__Exercise description__
All of the entries below are to be copied word for word.

(Stored entries)

-- Opening Marker --

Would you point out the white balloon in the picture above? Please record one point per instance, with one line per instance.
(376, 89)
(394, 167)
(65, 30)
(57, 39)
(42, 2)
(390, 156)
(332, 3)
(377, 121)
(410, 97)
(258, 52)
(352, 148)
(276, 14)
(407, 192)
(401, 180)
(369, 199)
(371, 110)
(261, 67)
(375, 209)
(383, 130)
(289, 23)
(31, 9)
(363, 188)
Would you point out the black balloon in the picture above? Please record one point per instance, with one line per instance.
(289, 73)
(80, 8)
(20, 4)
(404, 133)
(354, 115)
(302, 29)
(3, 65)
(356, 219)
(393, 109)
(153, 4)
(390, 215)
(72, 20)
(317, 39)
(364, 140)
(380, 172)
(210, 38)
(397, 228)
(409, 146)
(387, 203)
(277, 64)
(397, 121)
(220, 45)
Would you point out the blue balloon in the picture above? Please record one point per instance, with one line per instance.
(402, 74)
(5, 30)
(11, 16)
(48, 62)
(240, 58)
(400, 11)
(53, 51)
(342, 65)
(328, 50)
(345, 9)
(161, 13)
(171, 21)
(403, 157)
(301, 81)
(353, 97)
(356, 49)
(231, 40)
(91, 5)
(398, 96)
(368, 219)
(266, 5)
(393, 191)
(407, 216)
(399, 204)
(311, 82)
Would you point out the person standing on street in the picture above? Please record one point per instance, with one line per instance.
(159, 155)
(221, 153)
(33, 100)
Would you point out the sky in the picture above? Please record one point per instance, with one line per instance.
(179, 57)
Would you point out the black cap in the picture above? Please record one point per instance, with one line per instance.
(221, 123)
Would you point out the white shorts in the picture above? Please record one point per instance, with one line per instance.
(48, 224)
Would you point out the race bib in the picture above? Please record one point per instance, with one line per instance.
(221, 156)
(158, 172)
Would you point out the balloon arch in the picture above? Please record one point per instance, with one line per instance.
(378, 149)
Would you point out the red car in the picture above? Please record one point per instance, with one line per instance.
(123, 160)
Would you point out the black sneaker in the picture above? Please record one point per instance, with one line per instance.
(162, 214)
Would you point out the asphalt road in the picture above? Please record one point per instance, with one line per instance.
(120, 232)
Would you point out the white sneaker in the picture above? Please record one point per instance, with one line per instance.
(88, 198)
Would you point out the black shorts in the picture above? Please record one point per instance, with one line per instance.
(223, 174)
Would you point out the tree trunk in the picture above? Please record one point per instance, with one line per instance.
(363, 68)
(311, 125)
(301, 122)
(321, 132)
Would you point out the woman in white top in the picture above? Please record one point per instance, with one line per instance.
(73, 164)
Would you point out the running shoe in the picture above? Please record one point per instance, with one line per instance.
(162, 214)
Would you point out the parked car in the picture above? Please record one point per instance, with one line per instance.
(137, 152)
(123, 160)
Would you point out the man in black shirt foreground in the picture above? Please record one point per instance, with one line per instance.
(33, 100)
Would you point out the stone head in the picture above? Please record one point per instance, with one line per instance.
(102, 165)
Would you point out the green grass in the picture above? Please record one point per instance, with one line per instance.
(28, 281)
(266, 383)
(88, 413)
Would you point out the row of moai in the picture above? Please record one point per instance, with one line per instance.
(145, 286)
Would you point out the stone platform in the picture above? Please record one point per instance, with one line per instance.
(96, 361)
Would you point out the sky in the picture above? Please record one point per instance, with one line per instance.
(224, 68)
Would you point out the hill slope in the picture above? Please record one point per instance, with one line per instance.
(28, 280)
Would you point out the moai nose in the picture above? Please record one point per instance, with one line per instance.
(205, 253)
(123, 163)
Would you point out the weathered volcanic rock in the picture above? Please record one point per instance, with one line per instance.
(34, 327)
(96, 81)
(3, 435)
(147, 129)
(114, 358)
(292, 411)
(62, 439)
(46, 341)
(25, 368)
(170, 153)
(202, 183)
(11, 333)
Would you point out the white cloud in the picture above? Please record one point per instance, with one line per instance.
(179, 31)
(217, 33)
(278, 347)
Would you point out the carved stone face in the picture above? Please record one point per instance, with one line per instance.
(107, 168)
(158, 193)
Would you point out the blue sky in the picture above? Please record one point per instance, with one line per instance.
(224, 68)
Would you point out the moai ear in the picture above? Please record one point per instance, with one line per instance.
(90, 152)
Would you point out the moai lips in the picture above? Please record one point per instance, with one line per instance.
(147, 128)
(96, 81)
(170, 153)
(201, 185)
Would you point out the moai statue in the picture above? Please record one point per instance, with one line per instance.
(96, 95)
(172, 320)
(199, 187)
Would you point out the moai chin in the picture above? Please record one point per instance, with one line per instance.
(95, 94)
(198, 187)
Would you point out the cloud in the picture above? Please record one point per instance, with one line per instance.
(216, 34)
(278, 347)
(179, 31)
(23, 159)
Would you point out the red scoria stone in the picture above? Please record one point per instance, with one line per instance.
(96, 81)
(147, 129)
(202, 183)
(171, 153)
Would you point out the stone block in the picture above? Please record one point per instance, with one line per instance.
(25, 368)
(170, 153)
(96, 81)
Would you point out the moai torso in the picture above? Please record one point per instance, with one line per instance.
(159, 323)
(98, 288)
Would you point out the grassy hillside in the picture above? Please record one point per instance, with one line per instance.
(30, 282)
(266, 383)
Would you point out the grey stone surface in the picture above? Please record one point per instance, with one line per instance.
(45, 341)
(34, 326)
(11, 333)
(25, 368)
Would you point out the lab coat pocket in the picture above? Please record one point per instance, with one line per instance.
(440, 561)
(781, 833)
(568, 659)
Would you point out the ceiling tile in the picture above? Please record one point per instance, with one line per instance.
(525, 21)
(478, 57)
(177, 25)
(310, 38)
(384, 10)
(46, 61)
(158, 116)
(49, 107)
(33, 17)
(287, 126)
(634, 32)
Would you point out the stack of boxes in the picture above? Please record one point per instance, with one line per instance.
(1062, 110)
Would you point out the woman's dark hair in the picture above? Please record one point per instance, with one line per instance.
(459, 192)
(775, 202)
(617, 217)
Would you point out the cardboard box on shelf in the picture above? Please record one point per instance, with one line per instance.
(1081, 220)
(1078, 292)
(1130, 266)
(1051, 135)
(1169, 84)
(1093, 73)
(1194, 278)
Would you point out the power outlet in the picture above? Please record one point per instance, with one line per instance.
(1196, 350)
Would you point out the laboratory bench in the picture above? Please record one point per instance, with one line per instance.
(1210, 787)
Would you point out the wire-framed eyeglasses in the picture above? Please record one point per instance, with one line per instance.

-- Closing Marker --

__Answer section__
Would you point out the white balloon in the picture above? Please record one point per instance, with one line per instance.
(376, 89)
(394, 167)
(65, 30)
(57, 39)
(42, 2)
(390, 156)
(332, 3)
(377, 121)
(410, 97)
(258, 52)
(352, 148)
(276, 14)
(407, 192)
(401, 180)
(369, 199)
(371, 110)
(261, 67)
(375, 209)
(383, 130)
(289, 23)
(31, 9)
(363, 188)
Would you point out the black balloon in the picture above? Please record one point per instance, with one line per instance.
(289, 73)
(80, 8)
(20, 4)
(404, 133)
(354, 115)
(302, 29)
(3, 65)
(356, 219)
(393, 109)
(153, 4)
(390, 215)
(72, 20)
(317, 39)
(364, 140)
(380, 172)
(210, 38)
(397, 228)
(409, 146)
(387, 203)
(277, 64)
(397, 121)
(220, 45)
Would you point out the blue balloon in the picture above? Please record one point per instance, with one line per instance.
(402, 74)
(5, 30)
(11, 16)
(48, 62)
(240, 58)
(400, 11)
(53, 51)
(342, 65)
(328, 50)
(345, 9)
(161, 13)
(171, 21)
(403, 157)
(301, 81)
(353, 97)
(356, 49)
(231, 40)
(91, 5)
(398, 96)
(368, 219)
(266, 5)
(393, 191)
(407, 216)
(399, 204)
(311, 82)
Would you point out the person standing on street in the picture above? Please record one point per instance, with one line per instance.
(159, 155)
(221, 153)
(33, 100)
Would you point out the sky in the picture above? Please record one point per instance, with one line per instance.
(179, 57)
Would you point out the black cap in the picture above? Please record one point per instance, with one line per instance.
(221, 123)
Would you point out the white shorts in the picture above? Please record one point per instance, with one line per instance.
(48, 224)
Would you point out the race bib in the picture above? Please record one point per instance, with one line per instance.
(221, 156)
(158, 172)
Would you point out the balloon arch in the picture above? Please record one point per instance, with one line per instance.
(378, 149)
Would you point out the red car in the picture above? Please record one point per instance, with one line per instance.
(123, 160)
Would you point out the black sneaker in the picture above? Please record one point per instance, with one line per instance.
(162, 214)
Would you point out the asphalt road in the picture above? Please record one point per instance, with one line per instance.
(120, 232)
Would you point out the white sneaker in the picture above? Please record one point per instance, with one line per instance.
(88, 198)
Would you point out the black shorts in the picture above? Please record one point per instance, with one line per instance.
(223, 174)
Would you point out the tree trunk in the picture above? Please record one point per instance, with one line per instance.
(363, 68)
(311, 125)
(301, 122)
(321, 132)
Would you point out the woman in white top in the picture above? Please record one point per instance, with one line per instance.
(73, 164)
Would you point out the running shoe in the picture above? Please record one point per instance, with one line per instance.
(162, 214)
Would you point out the parked car in the picture above? Please record one point per instance, with one line per instance.
(137, 152)
(123, 160)
Would you point out the man in black shirt foreground in the picture above? Please record one point per instance, with one line per instance.
(33, 100)
Would you point out the stone head in the picture above? Please record one point per instance, with one line per instance.
(102, 165)
Would you point out the green grass in the picture above? Please record one point per instance, with one line per instance.
(28, 281)
(266, 383)
(88, 413)
Would you point out the row of moai in the picture above? Please record one point per instance, with one line per instance.
(145, 286)
Would you point out the stone platform in the picture above? Please record one point per instance, with one line per instance.
(96, 361)
Would you point out the sky in the picture above? Please record one point per instance, with one line per instance.
(224, 68)
Would you point out the hill slope in the picture above? Please record one point per instance, with one line per instance.
(28, 280)
Would you point out the moai nose in the picture above? Please record one point per instance, with one line per instance.
(205, 253)
(123, 163)
Would you point out the weathered volcanic rock in the picture above? Please record one point per instance, with one line per instance.
(34, 327)
(96, 81)
(3, 435)
(147, 129)
(114, 358)
(292, 411)
(62, 439)
(46, 341)
(25, 368)
(170, 153)
(202, 183)
(11, 333)
Would you point out the white cloud in the picture above? Please record one point per instance, with one line per instance.
(179, 31)
(217, 33)
(278, 347)
Would you point out the carved stone face in the picture above? Please record one point per instance, with one line per instance.
(107, 168)
(158, 193)
Would you point out the blue sky in the picture above? Please record one point per instance, with one line per instance.
(224, 68)
Would you point out the moai ear in the picture above? Please record one point per instance, with one line per instance.
(90, 152)
Would you point out the moai lips in the picture above? Please record one point per instance, with one line per instance.
(147, 128)
(96, 81)
(170, 153)
(201, 185)
Would you point out the moai statue in the picture above? Please record one point per instance, with one line per instance.
(96, 95)
(172, 320)
(199, 187)
Would you point out the moai chin in the picture above? Please record one point per instance, with one line per instance.
(95, 94)
(198, 187)
Would you point out the cloud in the picture above? Please record one point per instance, with one line per instance.
(216, 34)
(278, 347)
(179, 31)
(23, 159)
Would you point out the red scoria stone in the picture above? Please record one point per instance, with one line per instance.
(96, 81)
(147, 129)
(202, 183)
(171, 153)
Would you point out the stone block in the picture above? Please record one point per instance, with one line per instance.
(25, 368)
(170, 153)
(96, 81)
Would you point out the moai torso in the picture above? Please record one point per instance, with one line per instance.
(159, 323)
(98, 288)
Would you point out the grassy hillside in the picture above? Please record one point per instance, with one line per instance.
(30, 282)
(266, 383)
Would you point out the grey stone surface in the picture above? Please record one point per instance, with one line per instance.
(45, 341)
(34, 326)
(11, 333)
(25, 368)
Would you point out the lab coat pocket in the picture above? Please record one point per instance, with one line per instance.
(440, 561)
(781, 833)
(568, 659)
Would you point out the ceiling tile in the picture above? Please record one point per instance, with one line per instance.
(525, 21)
(478, 57)
(177, 25)
(310, 38)
(384, 10)
(46, 61)
(158, 116)
(49, 107)
(33, 17)
(287, 126)
(634, 32)
Would you point out the stack of boxes in the picture above? Please record one point per instance, with one line per instance.
(1062, 110)
Would you point out the woman's dark hair in the picture above? Please record one point per instance, with one line per instance.
(459, 192)
(775, 202)
(617, 217)
Would you point out the cardboard box on shelf in the picture above? Please record one point per instance, with one line per instance.
(1081, 220)
(1078, 292)
(1130, 266)
(1051, 135)
(1169, 84)
(1093, 73)
(1194, 278)
Would you point out the power outlet in the picture above? Please record one point per instance, with one line per instance.
(1196, 350)
Would you point out the laboratory bench in the picture above? Please record one point per instance, with one line per instance.
(1210, 787)
Would you point out the wire-framed eyeglasses in the picture above? Please record one point per instance, with one line per instance.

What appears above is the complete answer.